- [WHAT TO WORK ON]
(1) In the judgment, what are the numbered clauses of the Rule 1 that the Rajasthan High Court substituted, and what does each one provide?
(2) Print the passage of the judgment from "(ii) No party" up to and including "required in Court.".

- [SELECTION]
• • • • •

The other application for treating the application for summoning the witnesses as an application giving the list of the witnesses was rejected on the ground that that application was under Order 16, Rule l(ii). It was argued before the learned Judge of the trial Court that the Court may exercise its inherent power under Section 151, C. P. C. but the Court held that as there was specific provision in Order 16, Rule l(i), C. P. C. the inherent power could not be invoked contrary to it. The third application for producing Prabhu Dayal plaintiff as a witness was rejected on the ground that his name did not find mention even amongst the witnesses sought to be summoned. The defendants had also not filed the list of the witnesses. It was observed that giving an opportunity to the plaintiff to produce his evidence will be to the prejudice of the defendants as they had not filed the list of witnesses. The evidence of the parties was, therefore, ordered to be closed and the case was fixed for arguments. The case was argued and it was the good fortune of the plaintiff that it was decreed on the strength of the document Ex. 1 already on the record. The trial Court relied on the sale deed Ex. 1 produced by the plaintiff which was a registered document but was not admitted by the defendants.
3. Defendants went in appeal to the Court of the District Judge, Bharatpur. The learned District Judge held that Ex. 1 was not proved and as such the plaintiff could not rely upon it. Taking this view of the matter, he accepted the appeal and dismissed the suit of the plaintiff. He also did not remand the case for permitting the plaintiff to lead evidence. Hence the second appeal.
4. I do not at all appreciate the manner in which the trial Court acted in refusing the plaintiff to lead evidence. The provision of Order 16, Rule 1, C. P. C. as it stood before its amendment by the Rajasthan High Court is as follows:
'At any time after the suit is instituted, the parties may obtain, on application to the Court or to such officer as it appoints in this behalf, summonses to persons whose attendance is required either to give evidence or to produce documents.'
5. By notification dated 29-6-57 published in the Rajpatra dated 25-7-1957, Rule 1 was amended by the Rajasthan High Court and the following was substituted for Rule 1 :
'1. (i) On such date as the Court may appoint and not later than thirty days after the settlement of issues, each party shall present in Court a list of witnesses whom it proposes to produce.
(ii) No party shall be permitted to produce witnesses other than those contained in the said list: except with the permission of the Court and after showing good cause for the omission of the said witnesses from the list; the Court granting such permission shall record reasons for so doing.
(iii) On the application to Court or to such officer as it appoints in this behalf, the parties may obtain summonses for persons whose attendance is required in Court.

• • • • •

- [DATASET]
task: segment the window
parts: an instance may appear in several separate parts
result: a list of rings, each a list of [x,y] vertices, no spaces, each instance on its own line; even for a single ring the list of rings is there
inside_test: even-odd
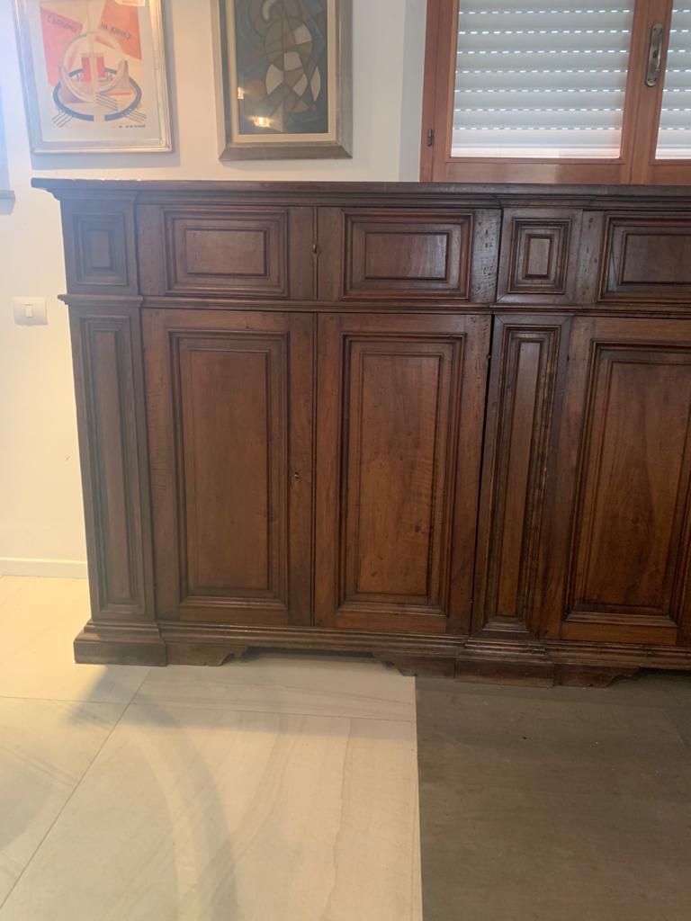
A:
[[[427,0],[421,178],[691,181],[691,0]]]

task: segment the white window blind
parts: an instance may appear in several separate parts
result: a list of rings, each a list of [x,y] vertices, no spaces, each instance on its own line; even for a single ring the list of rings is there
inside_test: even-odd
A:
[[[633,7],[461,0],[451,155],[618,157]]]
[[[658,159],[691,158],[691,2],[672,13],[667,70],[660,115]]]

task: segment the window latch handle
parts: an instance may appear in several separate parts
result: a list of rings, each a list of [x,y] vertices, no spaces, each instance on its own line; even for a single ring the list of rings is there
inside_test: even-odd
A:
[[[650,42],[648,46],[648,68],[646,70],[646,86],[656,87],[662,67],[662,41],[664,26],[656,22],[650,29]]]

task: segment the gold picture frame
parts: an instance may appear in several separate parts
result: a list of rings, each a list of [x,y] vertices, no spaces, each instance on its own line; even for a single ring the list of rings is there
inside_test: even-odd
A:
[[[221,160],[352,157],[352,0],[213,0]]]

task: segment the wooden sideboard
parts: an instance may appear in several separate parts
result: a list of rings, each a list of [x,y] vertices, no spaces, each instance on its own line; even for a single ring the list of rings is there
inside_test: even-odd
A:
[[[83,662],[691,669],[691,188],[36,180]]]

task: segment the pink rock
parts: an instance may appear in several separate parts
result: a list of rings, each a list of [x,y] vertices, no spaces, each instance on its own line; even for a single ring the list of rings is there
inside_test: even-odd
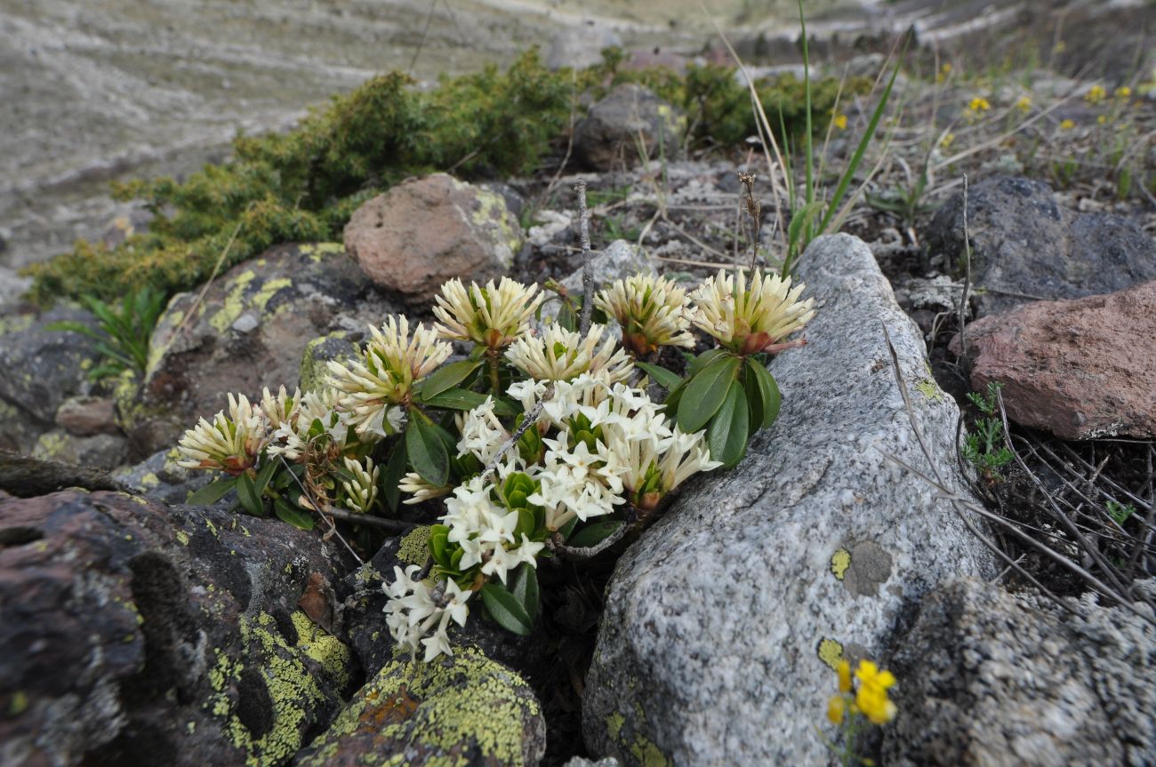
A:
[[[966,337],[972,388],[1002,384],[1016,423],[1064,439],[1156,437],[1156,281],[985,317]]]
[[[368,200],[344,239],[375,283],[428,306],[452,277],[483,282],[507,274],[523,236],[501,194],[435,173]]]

• • • • •

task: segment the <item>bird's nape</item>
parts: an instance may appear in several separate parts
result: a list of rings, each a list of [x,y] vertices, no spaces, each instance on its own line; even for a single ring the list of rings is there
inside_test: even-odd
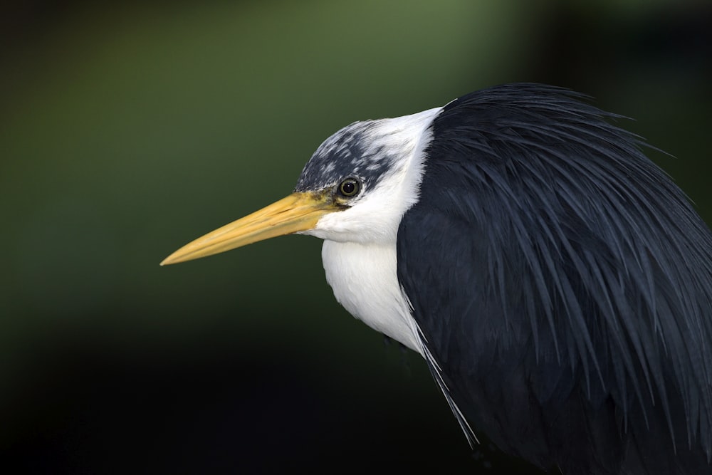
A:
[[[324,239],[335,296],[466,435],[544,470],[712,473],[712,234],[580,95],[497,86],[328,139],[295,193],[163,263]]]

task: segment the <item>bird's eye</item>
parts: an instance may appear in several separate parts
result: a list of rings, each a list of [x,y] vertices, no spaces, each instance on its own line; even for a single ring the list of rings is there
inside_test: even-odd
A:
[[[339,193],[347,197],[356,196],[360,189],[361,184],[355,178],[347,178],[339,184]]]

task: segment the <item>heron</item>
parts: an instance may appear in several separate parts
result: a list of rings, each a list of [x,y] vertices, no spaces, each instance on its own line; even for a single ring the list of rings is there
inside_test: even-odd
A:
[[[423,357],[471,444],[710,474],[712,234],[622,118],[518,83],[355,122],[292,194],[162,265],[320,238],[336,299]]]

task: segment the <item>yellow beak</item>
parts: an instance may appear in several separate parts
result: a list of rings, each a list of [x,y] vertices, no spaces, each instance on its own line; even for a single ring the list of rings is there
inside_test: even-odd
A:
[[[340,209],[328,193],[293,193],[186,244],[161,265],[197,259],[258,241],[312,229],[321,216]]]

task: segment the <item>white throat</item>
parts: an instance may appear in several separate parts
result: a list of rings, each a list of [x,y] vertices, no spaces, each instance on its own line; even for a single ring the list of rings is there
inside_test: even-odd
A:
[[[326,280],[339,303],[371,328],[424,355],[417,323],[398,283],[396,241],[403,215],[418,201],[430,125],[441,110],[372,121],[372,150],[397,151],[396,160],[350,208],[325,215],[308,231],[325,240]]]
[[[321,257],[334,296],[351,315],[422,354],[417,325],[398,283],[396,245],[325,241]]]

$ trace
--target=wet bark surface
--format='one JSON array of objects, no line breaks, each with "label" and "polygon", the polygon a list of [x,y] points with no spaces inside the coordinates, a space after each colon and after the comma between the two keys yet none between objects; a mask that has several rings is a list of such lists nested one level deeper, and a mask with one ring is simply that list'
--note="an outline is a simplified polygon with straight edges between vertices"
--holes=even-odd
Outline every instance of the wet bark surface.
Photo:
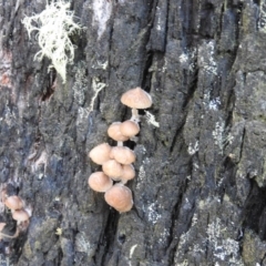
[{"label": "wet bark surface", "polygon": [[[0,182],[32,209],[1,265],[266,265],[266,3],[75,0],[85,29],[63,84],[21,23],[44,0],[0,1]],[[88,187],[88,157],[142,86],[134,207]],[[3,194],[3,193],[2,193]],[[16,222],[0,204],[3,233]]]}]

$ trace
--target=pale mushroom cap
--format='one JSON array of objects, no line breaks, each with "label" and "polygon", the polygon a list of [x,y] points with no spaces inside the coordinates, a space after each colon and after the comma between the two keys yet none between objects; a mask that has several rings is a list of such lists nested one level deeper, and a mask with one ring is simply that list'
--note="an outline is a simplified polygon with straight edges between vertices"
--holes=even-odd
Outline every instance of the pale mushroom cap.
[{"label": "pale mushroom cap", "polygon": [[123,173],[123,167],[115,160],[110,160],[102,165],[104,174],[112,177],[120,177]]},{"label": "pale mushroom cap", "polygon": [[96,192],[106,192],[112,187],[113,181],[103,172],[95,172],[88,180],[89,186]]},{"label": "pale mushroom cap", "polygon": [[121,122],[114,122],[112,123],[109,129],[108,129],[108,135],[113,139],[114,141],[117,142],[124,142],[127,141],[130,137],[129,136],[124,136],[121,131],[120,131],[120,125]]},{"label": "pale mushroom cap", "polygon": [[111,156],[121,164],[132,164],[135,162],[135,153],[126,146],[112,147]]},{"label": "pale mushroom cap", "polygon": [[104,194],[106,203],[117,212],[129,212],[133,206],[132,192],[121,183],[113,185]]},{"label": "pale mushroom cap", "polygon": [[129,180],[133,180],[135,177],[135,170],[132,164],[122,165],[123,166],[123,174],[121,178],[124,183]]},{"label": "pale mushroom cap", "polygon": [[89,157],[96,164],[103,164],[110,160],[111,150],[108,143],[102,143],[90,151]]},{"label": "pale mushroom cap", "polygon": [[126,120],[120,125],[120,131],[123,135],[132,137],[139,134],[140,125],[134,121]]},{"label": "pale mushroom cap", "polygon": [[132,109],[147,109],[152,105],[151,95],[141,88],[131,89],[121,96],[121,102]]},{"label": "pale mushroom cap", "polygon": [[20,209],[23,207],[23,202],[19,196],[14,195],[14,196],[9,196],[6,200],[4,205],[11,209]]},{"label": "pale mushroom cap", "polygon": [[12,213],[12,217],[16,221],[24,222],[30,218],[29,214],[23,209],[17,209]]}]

• • • • •

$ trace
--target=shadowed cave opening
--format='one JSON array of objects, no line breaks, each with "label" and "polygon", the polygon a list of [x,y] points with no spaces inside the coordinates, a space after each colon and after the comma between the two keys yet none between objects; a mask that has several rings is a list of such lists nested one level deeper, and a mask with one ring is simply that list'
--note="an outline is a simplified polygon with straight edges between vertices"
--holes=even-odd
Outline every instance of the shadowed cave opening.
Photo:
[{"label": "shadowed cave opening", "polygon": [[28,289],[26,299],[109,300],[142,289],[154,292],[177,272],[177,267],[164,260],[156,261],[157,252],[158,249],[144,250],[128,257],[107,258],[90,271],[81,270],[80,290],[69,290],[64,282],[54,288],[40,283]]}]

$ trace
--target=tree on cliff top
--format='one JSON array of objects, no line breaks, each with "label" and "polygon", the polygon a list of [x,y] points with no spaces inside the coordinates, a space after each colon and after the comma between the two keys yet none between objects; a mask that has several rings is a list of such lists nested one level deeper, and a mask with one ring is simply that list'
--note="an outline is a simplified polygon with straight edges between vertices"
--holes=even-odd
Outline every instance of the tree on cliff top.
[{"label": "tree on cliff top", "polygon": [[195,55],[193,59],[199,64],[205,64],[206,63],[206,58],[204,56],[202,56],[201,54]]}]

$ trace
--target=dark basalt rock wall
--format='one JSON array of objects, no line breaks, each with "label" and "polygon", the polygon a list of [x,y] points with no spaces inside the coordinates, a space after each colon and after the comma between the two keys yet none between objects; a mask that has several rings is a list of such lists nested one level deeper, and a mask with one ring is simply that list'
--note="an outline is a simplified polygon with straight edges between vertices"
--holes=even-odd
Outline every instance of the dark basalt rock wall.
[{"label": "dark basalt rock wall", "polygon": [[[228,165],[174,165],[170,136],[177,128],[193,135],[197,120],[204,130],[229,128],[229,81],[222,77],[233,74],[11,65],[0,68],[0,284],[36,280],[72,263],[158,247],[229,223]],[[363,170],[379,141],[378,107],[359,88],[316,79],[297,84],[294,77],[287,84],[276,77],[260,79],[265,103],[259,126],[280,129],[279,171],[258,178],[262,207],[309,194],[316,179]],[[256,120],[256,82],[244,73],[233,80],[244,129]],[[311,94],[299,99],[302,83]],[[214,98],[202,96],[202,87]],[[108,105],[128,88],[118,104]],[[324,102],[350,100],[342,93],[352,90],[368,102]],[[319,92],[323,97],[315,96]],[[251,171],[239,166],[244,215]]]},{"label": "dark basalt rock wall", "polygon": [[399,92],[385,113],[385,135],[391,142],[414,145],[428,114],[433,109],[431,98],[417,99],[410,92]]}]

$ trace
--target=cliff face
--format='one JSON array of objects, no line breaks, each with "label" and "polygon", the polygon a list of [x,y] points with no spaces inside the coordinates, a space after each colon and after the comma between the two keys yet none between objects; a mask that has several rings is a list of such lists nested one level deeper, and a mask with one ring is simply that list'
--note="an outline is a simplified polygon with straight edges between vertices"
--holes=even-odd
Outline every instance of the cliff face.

• • • • •

- [IN RESPONSE]
(1)
- (i): On a date the Court appoints, and no later than thirty days after issues are settled, each party must present in Court a list of the witnesses it proposes to produce.
- (ii): No party may produce witnesses who are not on that list, except with the Court's permission and after showing good cause for leaving them off. A Court that grants such permission must record its reasons.
- (iii): On application to the Court, or to an officer it appoints for this purpose, the parties may obtain summonses for persons whose attendance in Court is required.

(2)
(ii) No party shall be permitted to produce witnesses other than those contained in the said list: except with the permission of the Court and after showing good cause for the omission of the said witnesses from the list; the Court granting such permission shall record reasons for so doing.
(iii) On the application to Court or to such officer as it appoints in this behalf, the parties may obtain summonses for persons whose attendance is required in Court.